■ **PARTS OF THE EXERCISE**:
A - In the review of Black Sabbath's album 13, who temporarily replaced drummer Bill Ward?
B - Continue the review of Black Sabbath's album 13 from its last sentence.

■ **DOCUMENT TEXT**:
Which brings us to 13 (Universal) by the aforementioned Black Sabbath featuring three of the four original members, Tony Iommi, Geezer Butler and Ozzy Osbourne. Brad Wilk of Rage Against The Machine has, according to reports, temporarily replaced drummer Bill Ward. It’s a record that has everything a metal-head would want: dark lyrics, loud, guitar driven songs and production values that are as theatrical as they are predictable. Producer Rick Rubin has done a marvelous job by recreating the sound of the debut album of some 40 years ago. It’s a sound that Sabbath fans are accustomed to hearing: under-recorded drums, muddy bass lines and distorted guitar driving each and every song in a drone-like rhythm, supplanted by Osbourne’s vocals. But it’s a mix that works because the band is totally committed to what they’re playing without any tricks or, I’m happy to report, clichés. This is a Black Sabbath record, nothing more, nothing less.

13 is a head-bopping rock album from start to finish. The record opens with a droning riff that repeats and repeats as Osbourne carefully articulates, “Is this the end of the beginning? Or the beginning of the end?” (Isn’t he clever?) The song covers a fundamental paradoxical Sabbath subject (i.e. death) perfectly by speaking to teen-age boys who would take their Sabbath records and listen to them all alone in their bedroom. In fact, Osbourne offers hope: “rise up and be the master of your fate, don’t look back, live for today, tomorrow is too late.”

Black Sabbath's 13 (2013)
The track is followed by more of the same, only this time Ozzy goes Gothic as he tries to instill despair as the voice of a vampire. It’s all fantasy, of course, much like the death metal that’s out there for any troubled youth to grab onto. But Sabbath isn’t interested in theatrics like Alice Cooper. At least Cooper knows how to entertain, understands that it’s all camp for the masses who keep coming to see him as the prince of the macabre. Black Sabbath takes the macabre and makes it a way of life. “God is Dead” could be taken as a positive song, as the unidentified character in it exclaims, “with God and Satan at my side, from darkness will come light.” But songs about life and death from Ozzy’s point of view are at best superficial arguments, which is why Sabbath’s music doesn’t have the emotional impact to make it stick. It has the weight but not the complexity. In other words, Black Sabbath’s songs are easy to understand because they lack any sense of poetry, and I suspect the fans prefer it that way.

■ **THE DATA**:
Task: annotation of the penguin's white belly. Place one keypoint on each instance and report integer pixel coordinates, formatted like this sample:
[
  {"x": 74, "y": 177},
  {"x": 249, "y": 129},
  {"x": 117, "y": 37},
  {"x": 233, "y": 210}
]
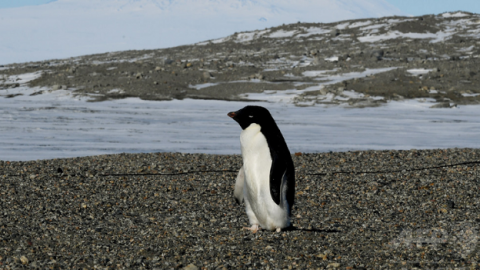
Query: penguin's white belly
[{"x": 261, "y": 209}]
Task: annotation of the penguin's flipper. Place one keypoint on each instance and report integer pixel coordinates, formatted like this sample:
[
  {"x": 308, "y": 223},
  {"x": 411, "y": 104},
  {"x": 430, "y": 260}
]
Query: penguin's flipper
[
  {"x": 238, "y": 192},
  {"x": 282, "y": 180}
]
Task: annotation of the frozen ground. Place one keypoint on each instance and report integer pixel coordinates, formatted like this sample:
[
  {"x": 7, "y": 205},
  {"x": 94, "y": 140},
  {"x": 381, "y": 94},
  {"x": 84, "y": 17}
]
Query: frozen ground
[{"x": 56, "y": 125}]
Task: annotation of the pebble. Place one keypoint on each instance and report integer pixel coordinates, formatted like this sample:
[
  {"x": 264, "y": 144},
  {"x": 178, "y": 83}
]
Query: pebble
[{"x": 363, "y": 210}]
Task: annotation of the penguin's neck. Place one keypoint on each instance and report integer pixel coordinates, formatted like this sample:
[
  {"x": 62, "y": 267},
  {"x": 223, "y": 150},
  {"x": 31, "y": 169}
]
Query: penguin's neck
[{"x": 257, "y": 160}]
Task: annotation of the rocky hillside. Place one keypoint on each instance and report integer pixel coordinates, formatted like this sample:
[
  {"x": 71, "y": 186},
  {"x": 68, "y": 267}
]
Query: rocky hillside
[{"x": 360, "y": 63}]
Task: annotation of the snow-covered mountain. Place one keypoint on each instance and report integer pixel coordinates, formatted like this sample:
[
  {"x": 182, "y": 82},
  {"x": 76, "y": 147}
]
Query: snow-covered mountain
[{"x": 66, "y": 28}]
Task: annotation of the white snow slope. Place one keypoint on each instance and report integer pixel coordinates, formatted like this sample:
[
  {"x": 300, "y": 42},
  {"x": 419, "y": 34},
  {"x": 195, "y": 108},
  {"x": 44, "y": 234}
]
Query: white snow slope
[{"x": 67, "y": 28}]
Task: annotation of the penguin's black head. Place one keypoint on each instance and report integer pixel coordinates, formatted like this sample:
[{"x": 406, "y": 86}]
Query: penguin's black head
[{"x": 252, "y": 115}]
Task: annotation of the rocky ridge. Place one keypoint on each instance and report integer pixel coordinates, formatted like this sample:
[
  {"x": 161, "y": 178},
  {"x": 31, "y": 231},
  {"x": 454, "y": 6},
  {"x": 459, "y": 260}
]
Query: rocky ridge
[{"x": 358, "y": 63}]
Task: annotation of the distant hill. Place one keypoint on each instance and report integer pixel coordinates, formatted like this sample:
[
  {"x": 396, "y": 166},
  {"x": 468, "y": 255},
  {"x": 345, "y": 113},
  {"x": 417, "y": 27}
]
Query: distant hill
[{"x": 67, "y": 28}]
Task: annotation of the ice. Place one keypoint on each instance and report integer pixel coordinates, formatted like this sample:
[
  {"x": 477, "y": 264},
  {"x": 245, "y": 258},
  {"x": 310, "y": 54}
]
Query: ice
[
  {"x": 282, "y": 33},
  {"x": 40, "y": 129},
  {"x": 419, "y": 71},
  {"x": 332, "y": 59},
  {"x": 57, "y": 124},
  {"x": 313, "y": 31},
  {"x": 359, "y": 24},
  {"x": 249, "y": 36},
  {"x": 316, "y": 73},
  {"x": 397, "y": 34},
  {"x": 203, "y": 85}
]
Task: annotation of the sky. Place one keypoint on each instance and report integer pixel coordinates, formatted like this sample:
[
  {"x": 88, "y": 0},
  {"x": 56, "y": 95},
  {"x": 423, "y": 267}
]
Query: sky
[{"x": 412, "y": 7}]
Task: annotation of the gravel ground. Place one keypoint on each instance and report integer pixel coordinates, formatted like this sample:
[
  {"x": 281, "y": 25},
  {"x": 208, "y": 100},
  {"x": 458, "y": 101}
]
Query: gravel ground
[{"x": 354, "y": 210}]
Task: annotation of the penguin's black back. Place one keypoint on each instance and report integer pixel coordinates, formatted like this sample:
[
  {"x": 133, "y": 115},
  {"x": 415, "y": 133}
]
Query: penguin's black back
[{"x": 282, "y": 172}]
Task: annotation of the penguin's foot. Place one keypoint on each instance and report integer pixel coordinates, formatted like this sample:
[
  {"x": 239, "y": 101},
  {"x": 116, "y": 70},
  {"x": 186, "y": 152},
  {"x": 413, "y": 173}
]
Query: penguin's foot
[{"x": 254, "y": 228}]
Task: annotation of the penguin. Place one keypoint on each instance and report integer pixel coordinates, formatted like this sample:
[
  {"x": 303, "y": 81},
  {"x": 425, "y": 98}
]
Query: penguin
[{"x": 266, "y": 181}]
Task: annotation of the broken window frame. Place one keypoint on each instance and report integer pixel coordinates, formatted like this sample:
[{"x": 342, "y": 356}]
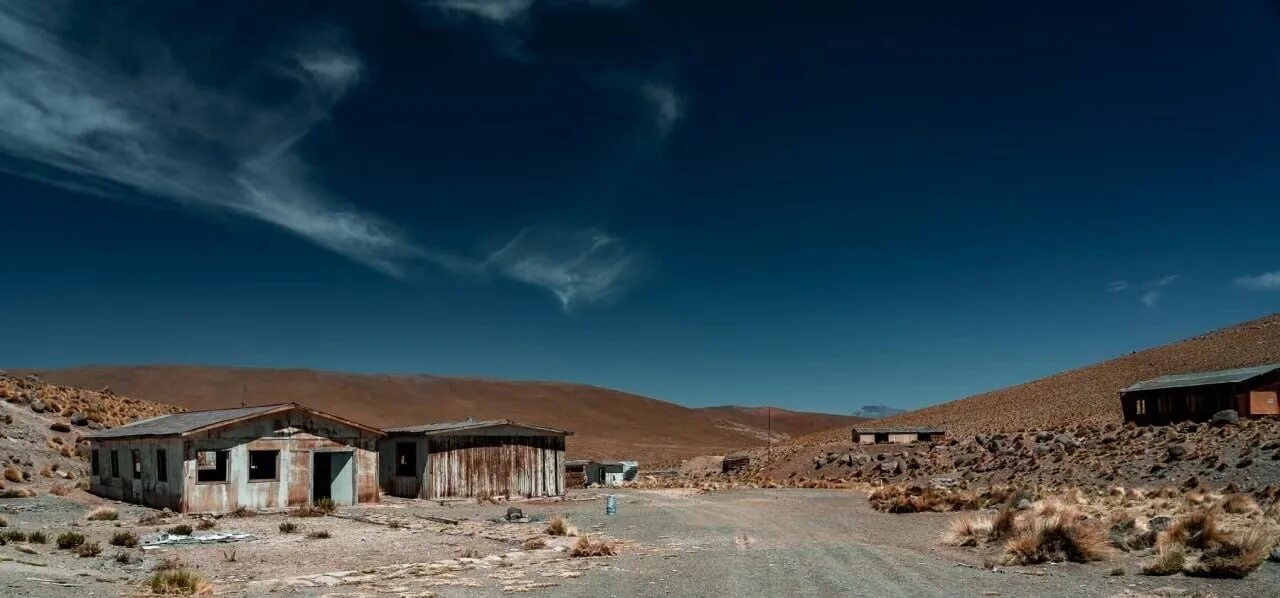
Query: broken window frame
[
  {"x": 222, "y": 464},
  {"x": 274, "y": 462},
  {"x": 406, "y": 461}
]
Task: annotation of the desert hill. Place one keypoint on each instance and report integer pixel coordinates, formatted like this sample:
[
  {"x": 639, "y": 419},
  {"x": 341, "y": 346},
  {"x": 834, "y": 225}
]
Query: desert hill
[
  {"x": 786, "y": 423},
  {"x": 606, "y": 424},
  {"x": 1091, "y": 395}
]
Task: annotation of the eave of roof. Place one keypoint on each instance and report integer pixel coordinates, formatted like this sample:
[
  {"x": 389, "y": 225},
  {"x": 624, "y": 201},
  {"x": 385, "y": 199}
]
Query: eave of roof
[
  {"x": 451, "y": 427},
  {"x": 1203, "y": 378}
]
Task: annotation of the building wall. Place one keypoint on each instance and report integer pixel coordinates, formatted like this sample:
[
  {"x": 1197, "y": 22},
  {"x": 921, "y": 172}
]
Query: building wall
[
  {"x": 296, "y": 434},
  {"x": 149, "y": 488}
]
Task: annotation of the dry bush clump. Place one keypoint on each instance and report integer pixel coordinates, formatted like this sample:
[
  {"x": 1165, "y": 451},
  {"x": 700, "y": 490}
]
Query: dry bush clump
[
  {"x": 88, "y": 549},
  {"x": 179, "y": 581},
  {"x": 1197, "y": 544},
  {"x": 69, "y": 539},
  {"x": 586, "y": 547},
  {"x": 534, "y": 543},
  {"x": 127, "y": 539},
  {"x": 104, "y": 514},
  {"x": 560, "y": 525}
]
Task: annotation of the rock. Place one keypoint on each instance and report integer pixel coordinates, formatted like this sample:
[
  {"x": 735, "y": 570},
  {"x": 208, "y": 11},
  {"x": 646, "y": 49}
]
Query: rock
[
  {"x": 1228, "y": 416},
  {"x": 1178, "y": 452}
]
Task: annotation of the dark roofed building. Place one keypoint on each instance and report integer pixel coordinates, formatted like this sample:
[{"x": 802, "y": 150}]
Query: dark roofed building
[
  {"x": 474, "y": 459},
  {"x": 897, "y": 434},
  {"x": 270, "y": 456},
  {"x": 1197, "y": 396}
]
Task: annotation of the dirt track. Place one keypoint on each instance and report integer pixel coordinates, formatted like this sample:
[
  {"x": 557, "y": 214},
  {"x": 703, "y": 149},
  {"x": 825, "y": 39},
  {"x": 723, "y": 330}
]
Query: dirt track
[{"x": 831, "y": 543}]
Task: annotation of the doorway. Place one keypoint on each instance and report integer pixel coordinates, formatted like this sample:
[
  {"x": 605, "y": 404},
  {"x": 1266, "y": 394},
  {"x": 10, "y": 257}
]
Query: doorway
[{"x": 333, "y": 476}]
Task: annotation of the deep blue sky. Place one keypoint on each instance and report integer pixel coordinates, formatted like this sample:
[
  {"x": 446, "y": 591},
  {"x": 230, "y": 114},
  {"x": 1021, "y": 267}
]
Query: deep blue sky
[{"x": 813, "y": 205}]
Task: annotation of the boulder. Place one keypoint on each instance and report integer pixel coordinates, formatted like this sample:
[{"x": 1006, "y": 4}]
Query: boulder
[{"x": 1228, "y": 416}]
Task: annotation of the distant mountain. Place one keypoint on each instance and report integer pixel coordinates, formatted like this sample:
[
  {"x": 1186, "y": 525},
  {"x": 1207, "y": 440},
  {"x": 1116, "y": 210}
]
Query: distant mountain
[
  {"x": 877, "y": 411},
  {"x": 784, "y": 423}
]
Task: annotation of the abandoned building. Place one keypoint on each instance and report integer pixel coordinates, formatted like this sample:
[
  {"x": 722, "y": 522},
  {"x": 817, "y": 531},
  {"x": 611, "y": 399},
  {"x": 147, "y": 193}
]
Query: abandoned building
[
  {"x": 900, "y": 434},
  {"x": 1197, "y": 396},
  {"x": 272, "y": 456},
  {"x": 474, "y": 459}
]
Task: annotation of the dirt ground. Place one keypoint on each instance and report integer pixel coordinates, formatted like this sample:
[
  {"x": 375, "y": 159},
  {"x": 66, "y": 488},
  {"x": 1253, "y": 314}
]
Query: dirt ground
[{"x": 750, "y": 542}]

■ **ANSWERS FOR THIS EXERCISE**:
A - Brad Wilk of Rage Against The Machine.

B -
Consequently, death continues as a popular subject for the band, and fans won’t be disappointed when they hear “Live Forever” in which Ozzy exclaims, “I don’t want to live forever but I don’t want to die,” a paradox I’m sure many teens have wrestled with in their time. It’s one of the shorter, up-tempo cuts on a record whose songs change tempi like a car changing gears: fast to slow to somewhere in between. It’s the patented song styling that many bands, real and imagined, have imitated over the years, including the eponymous band of Rob Reiner’s Spinal Tap (1984) which was heavily inspired by Black Sabbath’s music and flamboyant lifestyle.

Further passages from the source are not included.